#### TASK GOAL
Turn every line of the data below into a numbered list, dropping any blank lines. Leave the pictures out.
┄┄┄┄┄┄┄┄┄┄┄┄┄┄┄┄┄┄┄┄
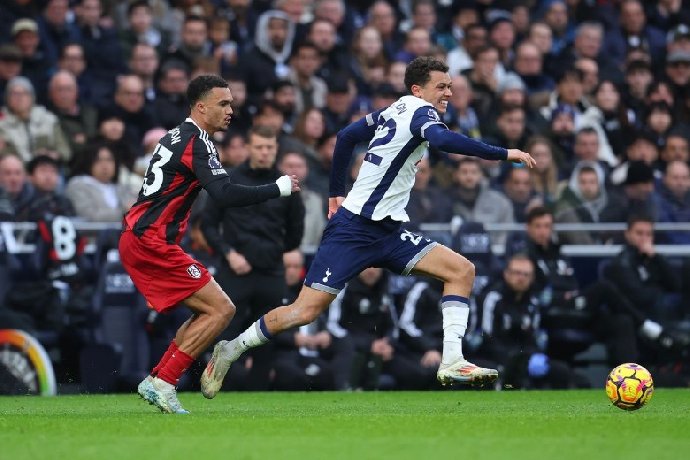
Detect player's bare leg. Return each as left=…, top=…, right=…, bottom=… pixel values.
left=139, top=279, right=235, bottom=414
left=412, top=244, right=498, bottom=385
left=201, top=286, right=335, bottom=399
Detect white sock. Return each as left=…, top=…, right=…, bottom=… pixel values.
left=441, top=295, right=470, bottom=366
left=225, top=316, right=273, bottom=361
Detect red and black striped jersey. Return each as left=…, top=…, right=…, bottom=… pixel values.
left=125, top=118, right=280, bottom=244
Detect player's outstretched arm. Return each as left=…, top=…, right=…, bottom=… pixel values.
left=422, top=123, right=536, bottom=168
left=328, top=109, right=383, bottom=199
left=204, top=175, right=300, bottom=207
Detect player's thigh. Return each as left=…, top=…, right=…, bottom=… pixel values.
left=411, top=244, right=473, bottom=281
left=184, top=278, right=235, bottom=315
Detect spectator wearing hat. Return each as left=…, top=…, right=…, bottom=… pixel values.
left=48, top=70, right=98, bottom=152
left=286, top=41, right=328, bottom=113
left=602, top=0, right=666, bottom=65
left=0, top=43, right=22, bottom=107
left=11, top=18, right=51, bottom=103
left=601, top=160, right=658, bottom=226
left=16, top=155, right=75, bottom=222
left=238, top=10, right=295, bottom=104
left=36, top=0, right=80, bottom=67
left=654, top=161, right=690, bottom=244
left=151, top=59, right=190, bottom=129
left=622, top=59, right=654, bottom=120
left=0, top=77, right=72, bottom=161
left=513, top=41, right=556, bottom=109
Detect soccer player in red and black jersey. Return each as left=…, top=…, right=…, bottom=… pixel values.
left=120, top=75, right=299, bottom=413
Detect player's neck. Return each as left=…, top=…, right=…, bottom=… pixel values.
left=189, top=112, right=215, bottom=135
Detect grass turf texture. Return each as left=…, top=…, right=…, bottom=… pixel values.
left=0, top=389, right=690, bottom=460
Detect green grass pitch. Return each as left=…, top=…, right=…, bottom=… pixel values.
left=0, top=388, right=690, bottom=460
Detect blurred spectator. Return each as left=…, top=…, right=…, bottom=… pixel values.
left=278, top=150, right=326, bottom=252
left=368, top=0, right=404, bottom=60
left=286, top=41, right=328, bottom=113
left=307, top=19, right=350, bottom=80
left=443, top=75, right=482, bottom=139
left=513, top=41, right=556, bottom=108
left=57, top=43, right=96, bottom=105
left=350, top=26, right=388, bottom=96
left=161, top=12, right=211, bottom=71
left=11, top=18, right=52, bottom=106
left=603, top=0, right=666, bottom=65
left=446, top=23, right=488, bottom=78
left=239, top=10, right=295, bottom=104
left=405, top=156, right=453, bottom=229
left=75, top=0, right=127, bottom=106
left=272, top=250, right=353, bottom=391
left=0, top=77, right=72, bottom=161
left=201, top=125, right=305, bottom=390
left=216, top=130, right=249, bottom=168
left=208, top=16, right=238, bottom=75
left=323, top=74, right=354, bottom=132
left=101, top=75, right=157, bottom=153
left=152, top=59, right=190, bottom=129
left=36, top=0, right=81, bottom=67
left=606, top=214, right=690, bottom=325
left=293, top=107, right=326, bottom=165
left=48, top=70, right=98, bottom=152
left=15, top=155, right=75, bottom=222
left=477, top=254, right=582, bottom=389
left=0, top=43, right=22, bottom=107
left=526, top=207, right=640, bottom=365
left=525, top=136, right=560, bottom=206
left=120, top=0, right=170, bottom=56
left=503, top=165, right=544, bottom=222
left=655, top=161, right=690, bottom=244
left=128, top=43, right=160, bottom=102
left=328, top=268, right=438, bottom=390
left=450, top=157, right=515, bottom=244
left=65, top=142, right=136, bottom=222
left=0, top=153, right=31, bottom=220
left=554, top=160, right=611, bottom=244
left=659, top=130, right=690, bottom=164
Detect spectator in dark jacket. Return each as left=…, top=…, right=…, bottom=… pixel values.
left=202, top=126, right=304, bottom=390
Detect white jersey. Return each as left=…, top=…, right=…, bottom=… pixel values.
left=343, top=96, right=443, bottom=222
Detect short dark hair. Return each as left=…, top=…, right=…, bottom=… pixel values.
left=187, top=75, right=228, bottom=107
left=628, top=212, right=654, bottom=230
left=527, top=206, right=553, bottom=224
left=405, top=56, right=448, bottom=92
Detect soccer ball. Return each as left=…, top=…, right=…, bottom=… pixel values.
left=606, top=363, right=654, bottom=410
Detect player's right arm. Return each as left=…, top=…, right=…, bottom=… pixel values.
left=410, top=106, right=536, bottom=168
left=193, top=138, right=299, bottom=207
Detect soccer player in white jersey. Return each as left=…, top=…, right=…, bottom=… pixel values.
left=201, top=57, right=535, bottom=398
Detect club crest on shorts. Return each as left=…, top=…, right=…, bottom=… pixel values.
left=187, top=264, right=201, bottom=279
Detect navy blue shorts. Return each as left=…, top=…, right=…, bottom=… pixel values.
left=304, top=207, right=436, bottom=294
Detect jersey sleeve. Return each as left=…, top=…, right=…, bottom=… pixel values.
left=410, top=106, right=508, bottom=160
left=410, top=105, right=448, bottom=139
left=188, top=136, right=280, bottom=207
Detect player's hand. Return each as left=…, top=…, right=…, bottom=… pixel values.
left=225, top=251, right=252, bottom=275
left=328, top=196, right=345, bottom=219
left=507, top=149, right=537, bottom=168
left=276, top=174, right=300, bottom=196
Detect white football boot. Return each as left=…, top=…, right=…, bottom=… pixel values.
left=436, top=358, right=498, bottom=386
left=200, top=340, right=233, bottom=399
left=137, top=375, right=189, bottom=414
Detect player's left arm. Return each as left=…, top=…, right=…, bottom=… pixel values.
left=328, top=109, right=383, bottom=198
left=410, top=106, right=536, bottom=168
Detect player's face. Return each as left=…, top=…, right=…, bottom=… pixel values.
left=412, top=70, right=453, bottom=115
left=202, top=88, right=232, bottom=134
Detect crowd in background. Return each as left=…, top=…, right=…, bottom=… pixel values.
left=0, top=0, right=690, bottom=389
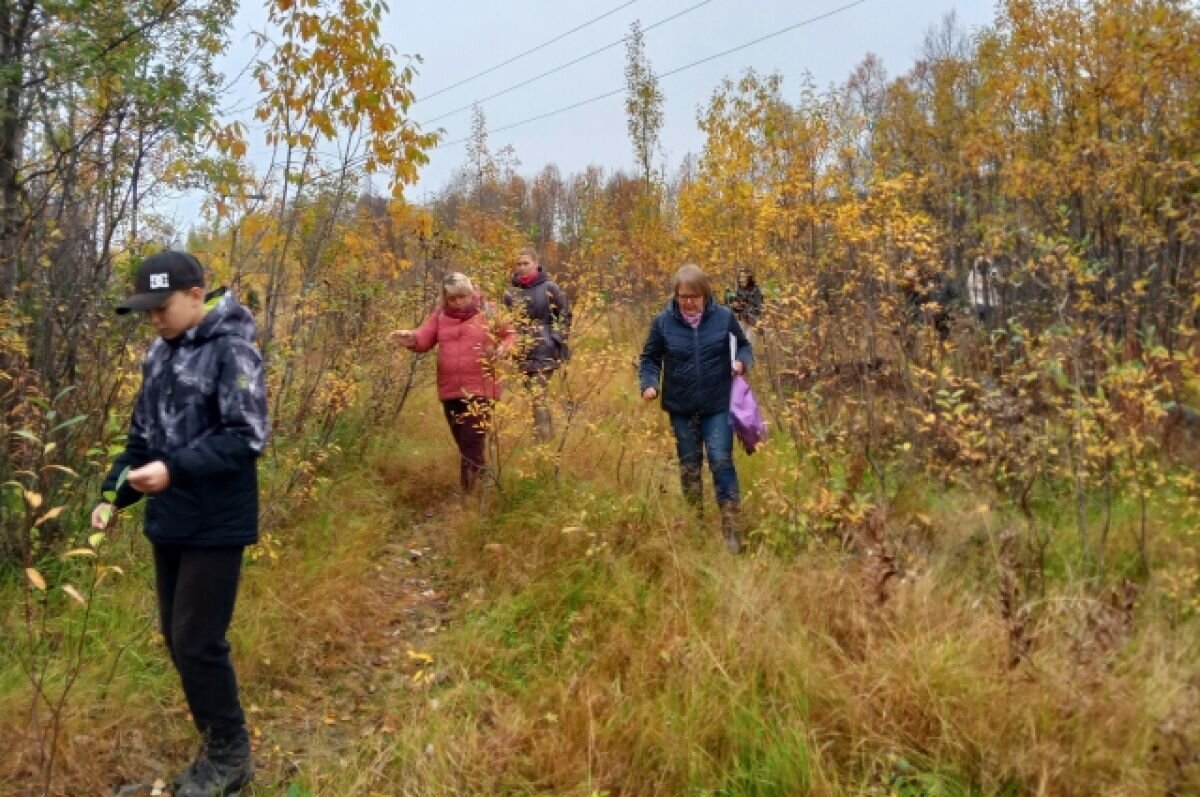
┄┄┄┄┄┄┄┄┄┄┄┄┄┄┄┄┄┄┄┄
#### CORRECT OUTPUT
1. Detect player's bare leg. Return each as left=…, top=…, right=…, bottom=… pixel values.
2. left=139, top=279, right=235, bottom=414
3. left=412, top=244, right=498, bottom=385
4. left=201, top=286, right=335, bottom=399
5. Detect white sock. Return each as left=…, top=…, right=…, bottom=… pixel values.
6. left=441, top=295, right=470, bottom=366
7. left=225, top=316, right=273, bottom=361
8. Detect red and black striped jersey. Return each as left=…, top=…, right=…, bottom=… pixel values.
9. left=125, top=118, right=280, bottom=244
10. Detect player's outstretched arm. Return each as left=…, top=…, right=…, bottom=… pixel values.
11. left=422, top=123, right=536, bottom=168
12. left=328, top=109, right=383, bottom=199
13. left=204, top=175, right=300, bottom=207
14. Detect player's thigh. Return each as left=…, top=…, right=…, bottom=… pixel values.
15. left=411, top=244, right=473, bottom=281
16. left=184, top=278, right=235, bottom=315
17. Detect spectator wearing hat. Return each as left=…, top=…, right=…, bottom=… pixel values.
18. left=48, top=70, right=98, bottom=152
19. left=286, top=41, right=328, bottom=113
20. left=602, top=0, right=666, bottom=65
21. left=0, top=43, right=22, bottom=107
22. left=11, top=18, right=51, bottom=103
23. left=601, top=160, right=658, bottom=226
24. left=16, top=155, right=75, bottom=222
25. left=238, top=10, right=295, bottom=104
26. left=36, top=0, right=80, bottom=67
27. left=654, top=161, right=690, bottom=244
28. left=151, top=59, right=190, bottom=129
29. left=622, top=59, right=654, bottom=120
30. left=0, top=77, right=72, bottom=161
31. left=513, top=41, right=556, bottom=109
32. Detect soccer player in red and black jersey. Return each as left=…, top=…, right=…, bottom=… pixel values.
33. left=120, top=75, right=299, bottom=413
34. Detect player's neck. Return each as left=…, top=…, right=…, bottom=… pixel values.
35. left=189, top=112, right=215, bottom=135
36. Detect grass turf texture. Return each as left=…, top=…, right=…, bottom=… pixel values.
37. left=0, top=389, right=690, bottom=460
38. Detect green grass pitch. Return each as left=…, top=…, right=…, bottom=… pixel values.
39. left=0, top=388, right=690, bottom=460
40. Detect blurred spectator. Return each as left=…, top=…, right=…, bottom=… pixel values.
41. left=278, top=150, right=326, bottom=252
42. left=368, top=0, right=404, bottom=60
43. left=286, top=41, right=328, bottom=113
44. left=307, top=19, right=350, bottom=80
45. left=443, top=75, right=482, bottom=139
46. left=513, top=41, right=556, bottom=108
47. left=57, top=43, right=96, bottom=105
48. left=350, top=26, right=388, bottom=96
49. left=161, top=12, right=211, bottom=71
50. left=11, top=18, right=52, bottom=106
51. left=603, top=0, right=666, bottom=65
52. left=446, top=23, right=488, bottom=78
53. left=239, top=10, right=295, bottom=104
54. left=405, top=156, right=453, bottom=229
55. left=75, top=0, right=127, bottom=106
56. left=272, top=250, right=353, bottom=391
57. left=0, top=77, right=72, bottom=161
58. left=201, top=125, right=305, bottom=390
59. left=216, top=130, right=249, bottom=168
60. left=208, top=16, right=238, bottom=75
61. left=323, top=74, right=354, bottom=132
62. left=101, top=75, right=157, bottom=153
63. left=152, top=59, right=190, bottom=129
64. left=36, top=0, right=81, bottom=67
65. left=606, top=214, right=690, bottom=325
66. left=293, top=107, right=326, bottom=165
67. left=48, top=70, right=98, bottom=152
68. left=15, top=155, right=75, bottom=222
69. left=477, top=254, right=582, bottom=389
70. left=0, top=43, right=22, bottom=107
71. left=526, top=207, right=640, bottom=365
72. left=525, top=136, right=560, bottom=206
73. left=120, top=0, right=170, bottom=56
74. left=503, top=165, right=544, bottom=222
75. left=655, top=161, right=690, bottom=244
76. left=128, top=43, right=160, bottom=102
77. left=328, top=268, right=438, bottom=390
78. left=450, top=157, right=515, bottom=244
79. left=65, top=142, right=136, bottom=222
80. left=0, top=153, right=31, bottom=220
81. left=554, top=160, right=611, bottom=244
82. left=659, top=130, right=690, bottom=164
83. Detect spectator in dark jacket. Return each as left=…, top=…, right=…, bottom=… pixel values.
84. left=202, top=126, right=304, bottom=390
85. Detect white jersey. Return each as left=…, top=…, right=…, bottom=… pixel values.
86. left=343, top=96, right=443, bottom=222
87. Detect short dark hair. Return each as left=…, top=…, right=…, bottom=… pixel values.
88. left=187, top=75, right=228, bottom=107
89. left=628, top=212, right=654, bottom=230
90. left=527, top=206, right=553, bottom=224
91. left=405, top=56, right=448, bottom=92
92. Detect soccer ball. Return each as left=…, top=…, right=…, bottom=… pixel values.
93. left=606, top=363, right=654, bottom=410
94. Detect player's right arm. Return each as left=…, top=…, right=…, bottom=… pixel values.
95. left=410, top=106, right=536, bottom=168
96. left=193, top=138, right=299, bottom=207
97. Detect soccer player in white jersey. Return each as left=…, top=…, right=…, bottom=… pixel values.
98. left=201, top=57, right=535, bottom=398
99. Detect club crest on shorts. Return each as left=…, top=…, right=…, bottom=… pixel values.
100. left=187, top=264, right=201, bottom=279
101. Detect navy blue shorts. Return each as left=…, top=…, right=…, bottom=… pixel values.
102. left=304, top=207, right=436, bottom=294
103. Detect jersey sleeve. Return each as left=…, top=…, right=…, bottom=… pixel values.
104. left=410, top=106, right=508, bottom=160
105. left=410, top=105, right=448, bottom=139
106. left=188, top=136, right=280, bottom=207
107. Detect player's hand. Return each as left=…, top=…, right=…, bottom=… pixel values.
108. left=225, top=251, right=252, bottom=275
109. left=328, top=196, right=345, bottom=219
110. left=507, top=149, right=537, bottom=168
111. left=276, top=174, right=300, bottom=196
112. Detect white football boot. Return each as left=…, top=…, right=…, bottom=… pixel values.
113. left=436, top=358, right=498, bottom=386
114. left=200, top=340, right=233, bottom=399
115. left=137, top=375, right=189, bottom=414
116. Detect player's left arm. Return each as left=…, top=…, right=…, bottom=… pixel values.
117. left=328, top=109, right=383, bottom=198
118. left=410, top=106, right=536, bottom=168
119. Detect player's face. Return each as left=…, top=…, right=…, bottom=… pixel values.
120. left=412, top=70, right=453, bottom=115
121. left=202, top=88, right=232, bottom=134
122. Detect crowd in background. Return each as left=…, top=…, right=…, bottom=… pixel values.
123. left=0, top=0, right=690, bottom=389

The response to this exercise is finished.